**Exercise requirements**
1. According to the text on bladder habits, how many times a day is it normal to go to the toilet?
2. From the text on bladder habits, copy the passage that begins at "Good Bladder Habits" and ends after "by your doctor.".

**Exercise passage**

Good Bladder Habits
What is the normal frequency to empty your bladder?
It is normal to go to the toilet between 4-8 times per day and no more than once at night.
Keeping your bladder healthy
Poor bladder habits can lead to poor bladder control and sometimes incontinence. Here are some simple steps that everyone should follow to keep their bladder healthy.
Ensure adequate fluid intake
- Try to drink at least 1.5 litres (6-8 cups) of fluid per day unless advised otherwise by your doctor.
- Limit the amount of caffeine and alcohol you drink as they may irritate the bladder.
- Do not drink too much coffee, tea or cola. (Instant coffee contains less caffeine than percolated coffee. Tea contains less caffeine than coffee).
Practising good toilet habits
- Do not get into the habit of going to the toilet ‘just in case’ as this tends to result in the bladder developing a smaller capacity. Try to go only when your bladder is full and you need to go. However, emptying your bladder before going to bed is fine.
- Take your time when urinating so that your bladder has an opportunity to empty completely. For women, this should be in a seated position. If you rush, this may result in incomplete emptying of your bladder and possible urinary infections.
Maintaining good bowel habits
Keep your bowels regular and avoid constipation. Persistent straining when moving your bowels can weaken your pelvic floor muscles.
Looking after your pelvic floor muscles
Keep the tone in your pelvic floor muscles strong with regular pelvic floor exercises.
Signs of bladder control problems
- Any involuntary leakage of urine.

**Given entries**
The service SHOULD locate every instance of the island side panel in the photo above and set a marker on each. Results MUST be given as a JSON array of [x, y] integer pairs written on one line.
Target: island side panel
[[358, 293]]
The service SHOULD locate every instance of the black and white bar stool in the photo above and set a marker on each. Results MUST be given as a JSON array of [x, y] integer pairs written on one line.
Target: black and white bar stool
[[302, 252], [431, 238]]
---
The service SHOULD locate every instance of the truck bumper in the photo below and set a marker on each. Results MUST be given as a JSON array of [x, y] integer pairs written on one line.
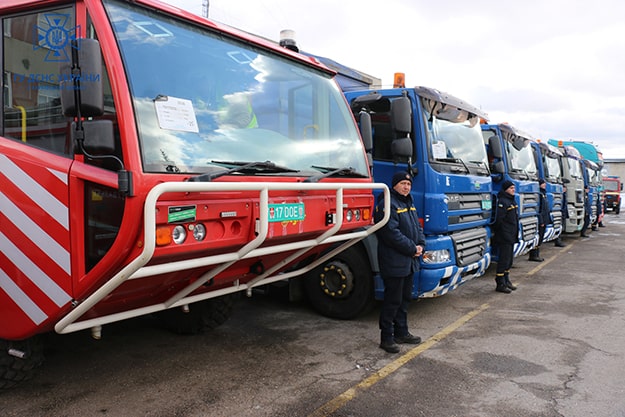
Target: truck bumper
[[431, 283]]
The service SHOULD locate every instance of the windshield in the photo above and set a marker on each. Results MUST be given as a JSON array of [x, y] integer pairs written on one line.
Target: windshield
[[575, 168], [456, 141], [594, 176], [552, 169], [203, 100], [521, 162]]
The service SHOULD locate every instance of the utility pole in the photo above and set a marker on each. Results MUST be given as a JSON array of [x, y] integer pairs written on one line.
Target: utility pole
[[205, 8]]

**Answers to this exercise**
1. Between 4 and 8 times per day.

2.
Good Bladder Habits
What is the normal frequency to empty your bladder?
It is normal to go to the toilet between 4-8 times per day and no more than once at night.
Keeping your bladder healthy
Poor bladder habits can lead to poor bladder control and sometimes incontinence. Here are some simple steps that everyone should follow to keep their bladder healthy.
Ensure adequate fluid intake
- Try to drink at least 1.5 litres (6-8 cups) of fluid per day unless advised otherwise by your doctor.